I found this question about a family of identities in which the sum of some powers of $2$, selected in a certain pattern and multiplied by powers of $10$, gives another power of $2$. These identities hinge on the fact that some powers of $2$ can be written as sums of other powers of $2$ times powers of $10$—for example, $128 = (100 \times 2^0) + (10 \times 2^1) + (1 \times 2^3)$. The accepted answer to that question considers identities that require no powers of $2$ greater than $2^3$, and no repeated powers of $10$—that is, identities resulting from powers of $2$ whose base-$10$ representation contains only the digits $\{0, 1, 2, 4, 8\}$.

How many such powers of $2$ are there? A computer search up to $2^{10^5}$ gives only seven: $\{1, 2, 4, 8, 128, 1024, 2048\}$. And I can make a heuristic argument that there shouldn't be many: $2^n$ has $\lfloor n \log_{10} 2 + 1 \rfloor$ digits, and if the digits are uniformly distributed (false for the first and last digits, but plausible for the others), the chance that a random $k$-digit number uses only the $5$ digits $\{0, 1, 2, 4, 8\}$ is $(1/2)^k$ (more properly $(4/9) (1/2)^{k-1}$, as the first digit can't be $0$, but for a rough approximation, this doesn't matter). So one expects about $\sum_{n=0}^\infty (1/2)^{n \log_2 10} = \sum_{n=0}^\infty 0.8812^n = 5.3099$ such powers of $2$.

**BRIEF A**. According to the powers-of-2 passage, how many powers of 2 with only the digits 0, 1, 2, 4 and 8 did a computer search up to 2^(10^5) find?
**BRIEF B**. Echo the stretch of the powers-of-2 passage from "How many such" through "powers of $2$." word for word.
The entries that follow come from a separate source, not from the powers-of-2 passage.

**DATA**.

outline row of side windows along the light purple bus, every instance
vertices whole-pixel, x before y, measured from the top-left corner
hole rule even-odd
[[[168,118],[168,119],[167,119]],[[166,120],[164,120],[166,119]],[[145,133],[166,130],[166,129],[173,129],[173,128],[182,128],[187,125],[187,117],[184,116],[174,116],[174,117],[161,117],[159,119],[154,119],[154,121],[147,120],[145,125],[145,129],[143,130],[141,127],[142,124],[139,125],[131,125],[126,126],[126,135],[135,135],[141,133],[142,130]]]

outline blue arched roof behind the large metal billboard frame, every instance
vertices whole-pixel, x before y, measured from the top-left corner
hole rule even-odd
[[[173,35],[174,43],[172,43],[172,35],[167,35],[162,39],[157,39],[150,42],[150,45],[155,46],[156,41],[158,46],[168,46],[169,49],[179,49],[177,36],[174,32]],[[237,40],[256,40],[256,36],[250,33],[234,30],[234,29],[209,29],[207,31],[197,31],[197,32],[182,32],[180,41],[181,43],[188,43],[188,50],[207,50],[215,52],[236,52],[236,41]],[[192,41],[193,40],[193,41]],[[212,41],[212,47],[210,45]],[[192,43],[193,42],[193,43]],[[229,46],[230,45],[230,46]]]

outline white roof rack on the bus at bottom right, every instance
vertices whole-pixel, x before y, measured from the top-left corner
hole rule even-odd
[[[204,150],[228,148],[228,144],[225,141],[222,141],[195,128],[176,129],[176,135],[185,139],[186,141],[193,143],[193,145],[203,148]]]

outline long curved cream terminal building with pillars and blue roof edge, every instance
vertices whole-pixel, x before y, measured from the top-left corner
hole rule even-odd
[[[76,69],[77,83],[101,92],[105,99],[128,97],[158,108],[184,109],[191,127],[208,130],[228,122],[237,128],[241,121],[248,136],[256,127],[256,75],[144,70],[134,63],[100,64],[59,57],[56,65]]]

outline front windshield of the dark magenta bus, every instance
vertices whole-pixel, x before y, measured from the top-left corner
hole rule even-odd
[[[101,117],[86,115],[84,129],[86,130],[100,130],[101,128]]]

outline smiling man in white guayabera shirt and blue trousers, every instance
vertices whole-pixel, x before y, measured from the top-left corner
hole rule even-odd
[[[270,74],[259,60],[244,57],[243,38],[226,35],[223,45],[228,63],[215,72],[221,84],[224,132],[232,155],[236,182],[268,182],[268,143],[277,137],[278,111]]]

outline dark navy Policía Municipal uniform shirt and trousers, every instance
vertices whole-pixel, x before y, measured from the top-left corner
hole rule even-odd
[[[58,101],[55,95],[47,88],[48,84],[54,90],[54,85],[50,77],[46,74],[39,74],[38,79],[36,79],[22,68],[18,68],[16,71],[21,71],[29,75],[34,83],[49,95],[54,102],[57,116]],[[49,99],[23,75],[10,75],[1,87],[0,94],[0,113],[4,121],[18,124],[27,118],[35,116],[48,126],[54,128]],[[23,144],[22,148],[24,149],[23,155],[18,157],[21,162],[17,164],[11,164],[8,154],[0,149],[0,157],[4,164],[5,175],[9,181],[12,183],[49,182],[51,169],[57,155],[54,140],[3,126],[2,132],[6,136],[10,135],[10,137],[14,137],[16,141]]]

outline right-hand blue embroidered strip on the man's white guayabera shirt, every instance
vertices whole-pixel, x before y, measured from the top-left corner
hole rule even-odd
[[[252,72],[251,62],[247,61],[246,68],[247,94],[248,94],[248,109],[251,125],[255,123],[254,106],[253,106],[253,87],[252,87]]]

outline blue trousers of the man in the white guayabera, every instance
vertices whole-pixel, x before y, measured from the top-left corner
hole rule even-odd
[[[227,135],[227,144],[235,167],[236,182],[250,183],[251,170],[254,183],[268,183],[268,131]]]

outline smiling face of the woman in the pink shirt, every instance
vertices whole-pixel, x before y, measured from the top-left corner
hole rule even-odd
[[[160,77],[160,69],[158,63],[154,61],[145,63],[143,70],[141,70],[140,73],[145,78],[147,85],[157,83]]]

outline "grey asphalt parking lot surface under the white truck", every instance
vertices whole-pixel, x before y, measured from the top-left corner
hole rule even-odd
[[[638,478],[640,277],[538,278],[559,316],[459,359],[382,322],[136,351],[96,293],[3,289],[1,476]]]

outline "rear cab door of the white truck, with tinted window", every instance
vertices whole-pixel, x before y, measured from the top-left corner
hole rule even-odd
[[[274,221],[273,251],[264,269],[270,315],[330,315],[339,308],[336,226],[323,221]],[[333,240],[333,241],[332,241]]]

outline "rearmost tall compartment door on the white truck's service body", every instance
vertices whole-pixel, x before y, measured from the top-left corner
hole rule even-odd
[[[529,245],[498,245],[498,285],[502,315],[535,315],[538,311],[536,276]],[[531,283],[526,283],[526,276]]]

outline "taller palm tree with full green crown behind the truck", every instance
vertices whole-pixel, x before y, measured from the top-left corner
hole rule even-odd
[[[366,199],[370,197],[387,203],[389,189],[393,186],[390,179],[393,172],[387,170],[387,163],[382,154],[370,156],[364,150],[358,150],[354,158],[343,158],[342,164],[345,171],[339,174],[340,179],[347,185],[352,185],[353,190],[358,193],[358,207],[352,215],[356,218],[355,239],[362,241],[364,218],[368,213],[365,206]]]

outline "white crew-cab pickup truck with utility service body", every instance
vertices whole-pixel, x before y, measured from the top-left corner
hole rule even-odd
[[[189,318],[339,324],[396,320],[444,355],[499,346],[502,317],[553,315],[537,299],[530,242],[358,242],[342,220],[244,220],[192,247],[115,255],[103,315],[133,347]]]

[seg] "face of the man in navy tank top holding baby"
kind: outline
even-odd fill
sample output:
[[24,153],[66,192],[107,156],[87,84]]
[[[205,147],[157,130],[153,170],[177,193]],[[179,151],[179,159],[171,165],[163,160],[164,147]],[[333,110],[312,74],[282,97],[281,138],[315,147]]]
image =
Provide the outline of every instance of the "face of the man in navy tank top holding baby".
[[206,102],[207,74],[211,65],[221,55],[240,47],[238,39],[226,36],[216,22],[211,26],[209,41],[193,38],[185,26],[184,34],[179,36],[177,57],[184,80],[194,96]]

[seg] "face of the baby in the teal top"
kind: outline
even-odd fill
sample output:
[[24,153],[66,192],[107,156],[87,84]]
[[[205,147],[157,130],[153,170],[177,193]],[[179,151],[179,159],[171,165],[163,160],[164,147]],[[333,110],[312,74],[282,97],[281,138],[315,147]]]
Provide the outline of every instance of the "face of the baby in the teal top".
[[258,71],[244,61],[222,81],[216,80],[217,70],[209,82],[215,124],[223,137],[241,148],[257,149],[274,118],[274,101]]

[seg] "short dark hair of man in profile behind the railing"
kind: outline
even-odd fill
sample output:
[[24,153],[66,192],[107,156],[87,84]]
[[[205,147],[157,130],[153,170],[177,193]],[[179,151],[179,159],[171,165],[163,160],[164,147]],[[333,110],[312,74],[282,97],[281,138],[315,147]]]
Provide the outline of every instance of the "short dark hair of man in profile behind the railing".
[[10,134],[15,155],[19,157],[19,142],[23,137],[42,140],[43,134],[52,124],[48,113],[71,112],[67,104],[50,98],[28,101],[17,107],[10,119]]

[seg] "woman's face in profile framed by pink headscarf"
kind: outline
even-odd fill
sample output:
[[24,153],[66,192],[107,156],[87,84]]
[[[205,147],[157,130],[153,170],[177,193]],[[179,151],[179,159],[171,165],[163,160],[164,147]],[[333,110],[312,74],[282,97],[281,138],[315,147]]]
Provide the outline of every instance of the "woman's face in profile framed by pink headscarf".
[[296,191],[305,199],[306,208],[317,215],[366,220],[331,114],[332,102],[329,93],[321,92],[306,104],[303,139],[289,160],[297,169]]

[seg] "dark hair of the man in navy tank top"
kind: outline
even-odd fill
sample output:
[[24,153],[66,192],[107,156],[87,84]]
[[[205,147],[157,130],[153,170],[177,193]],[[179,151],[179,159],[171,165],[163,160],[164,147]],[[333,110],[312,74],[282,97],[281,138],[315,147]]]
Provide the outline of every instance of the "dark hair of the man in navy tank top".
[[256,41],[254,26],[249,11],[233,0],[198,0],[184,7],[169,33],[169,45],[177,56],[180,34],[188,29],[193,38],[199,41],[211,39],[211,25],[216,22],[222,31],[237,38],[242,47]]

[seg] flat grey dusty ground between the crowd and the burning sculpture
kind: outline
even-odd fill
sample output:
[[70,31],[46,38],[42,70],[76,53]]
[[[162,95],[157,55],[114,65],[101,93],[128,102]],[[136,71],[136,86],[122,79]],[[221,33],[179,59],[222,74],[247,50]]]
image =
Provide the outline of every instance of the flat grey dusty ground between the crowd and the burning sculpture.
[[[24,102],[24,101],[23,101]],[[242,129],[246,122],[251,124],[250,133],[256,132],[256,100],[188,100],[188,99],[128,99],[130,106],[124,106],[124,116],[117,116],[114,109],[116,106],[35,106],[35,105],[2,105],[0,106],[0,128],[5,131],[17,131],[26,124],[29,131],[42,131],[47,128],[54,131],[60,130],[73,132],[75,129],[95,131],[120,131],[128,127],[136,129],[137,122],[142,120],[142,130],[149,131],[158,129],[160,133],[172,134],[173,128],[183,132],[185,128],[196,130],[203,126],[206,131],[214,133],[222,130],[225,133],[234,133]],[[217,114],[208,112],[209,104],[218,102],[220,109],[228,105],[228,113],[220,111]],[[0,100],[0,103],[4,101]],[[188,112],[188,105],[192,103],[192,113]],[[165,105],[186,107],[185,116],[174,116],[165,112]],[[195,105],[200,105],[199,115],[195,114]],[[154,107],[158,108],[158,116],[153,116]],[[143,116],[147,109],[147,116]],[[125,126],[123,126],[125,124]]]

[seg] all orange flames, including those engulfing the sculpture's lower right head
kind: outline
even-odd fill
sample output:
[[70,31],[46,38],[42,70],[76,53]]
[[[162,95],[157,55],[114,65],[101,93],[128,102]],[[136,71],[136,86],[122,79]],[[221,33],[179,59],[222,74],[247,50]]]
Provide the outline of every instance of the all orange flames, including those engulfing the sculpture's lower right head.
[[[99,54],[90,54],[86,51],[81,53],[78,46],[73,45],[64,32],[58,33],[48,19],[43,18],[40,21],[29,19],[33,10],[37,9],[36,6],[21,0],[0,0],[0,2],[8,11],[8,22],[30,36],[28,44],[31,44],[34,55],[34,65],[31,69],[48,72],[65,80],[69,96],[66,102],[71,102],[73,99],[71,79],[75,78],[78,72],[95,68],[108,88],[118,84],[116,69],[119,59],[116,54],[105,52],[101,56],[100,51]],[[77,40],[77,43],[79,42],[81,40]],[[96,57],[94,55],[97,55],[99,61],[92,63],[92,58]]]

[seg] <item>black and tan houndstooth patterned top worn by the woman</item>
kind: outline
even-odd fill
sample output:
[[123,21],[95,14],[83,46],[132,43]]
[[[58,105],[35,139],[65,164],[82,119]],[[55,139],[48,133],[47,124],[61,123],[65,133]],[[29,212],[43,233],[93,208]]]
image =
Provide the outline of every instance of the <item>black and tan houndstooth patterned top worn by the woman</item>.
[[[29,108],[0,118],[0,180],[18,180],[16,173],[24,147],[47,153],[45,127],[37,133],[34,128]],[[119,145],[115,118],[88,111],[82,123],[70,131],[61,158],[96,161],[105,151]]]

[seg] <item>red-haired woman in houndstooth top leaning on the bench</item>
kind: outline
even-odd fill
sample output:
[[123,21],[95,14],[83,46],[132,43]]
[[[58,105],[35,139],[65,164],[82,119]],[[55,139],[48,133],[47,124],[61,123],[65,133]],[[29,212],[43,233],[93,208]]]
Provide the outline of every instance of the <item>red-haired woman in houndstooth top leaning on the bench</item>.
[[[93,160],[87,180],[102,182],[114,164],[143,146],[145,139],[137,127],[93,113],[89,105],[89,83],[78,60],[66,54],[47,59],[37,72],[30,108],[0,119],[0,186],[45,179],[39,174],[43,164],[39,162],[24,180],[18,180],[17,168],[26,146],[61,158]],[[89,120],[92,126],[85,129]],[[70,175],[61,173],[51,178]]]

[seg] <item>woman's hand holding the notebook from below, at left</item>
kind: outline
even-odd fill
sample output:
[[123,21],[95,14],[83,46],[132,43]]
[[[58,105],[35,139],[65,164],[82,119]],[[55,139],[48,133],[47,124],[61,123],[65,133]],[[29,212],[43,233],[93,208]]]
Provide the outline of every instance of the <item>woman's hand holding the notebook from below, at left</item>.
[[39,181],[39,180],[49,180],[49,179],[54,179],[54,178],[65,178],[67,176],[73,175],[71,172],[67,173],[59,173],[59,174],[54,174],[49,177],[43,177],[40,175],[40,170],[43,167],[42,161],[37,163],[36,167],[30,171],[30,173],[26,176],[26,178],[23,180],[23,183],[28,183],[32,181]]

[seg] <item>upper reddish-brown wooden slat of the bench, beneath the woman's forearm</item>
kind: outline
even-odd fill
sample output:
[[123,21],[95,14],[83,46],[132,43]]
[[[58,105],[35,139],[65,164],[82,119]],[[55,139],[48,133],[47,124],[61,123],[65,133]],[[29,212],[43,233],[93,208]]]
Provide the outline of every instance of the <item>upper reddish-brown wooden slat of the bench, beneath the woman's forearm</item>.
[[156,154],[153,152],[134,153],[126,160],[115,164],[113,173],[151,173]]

**EXERCISE OUTPUT A**. Seven: 1, 2, 4, 8, 128, 1024 and 2048.

**EXERCISE OUTPUT B**.
How many such powers of $2$ are there? A computer search up to $2^{10^5}$ gives only seven: $\{1, 2, 4, 8, 128, 1024, 2048\}$. And I can make a heuristic argument that there shouldn't be many: $2^n$ has $\lfloor n \log_{10} 2 + 1 \rfloor$ digits, and if the digits are uniformly distributed (false for the first and last digits, but plausible for the others), the chance that a random $k$-digit number uses only the $5$ digits $\{0, 1, 2, 4, 8\}$ is $(1/2)^k$ (more properly $(4/9) (1/2)^{k-1}$, as the first digit can't be $0$, but for a rough approximation, this doesn't matter). So one expects about $\sum_{n=0}^\infty (1/2)^{n \log_2 10} = \sum_{n=0}^\infty 0.8812^n = 5.3099$ such powers of $2$.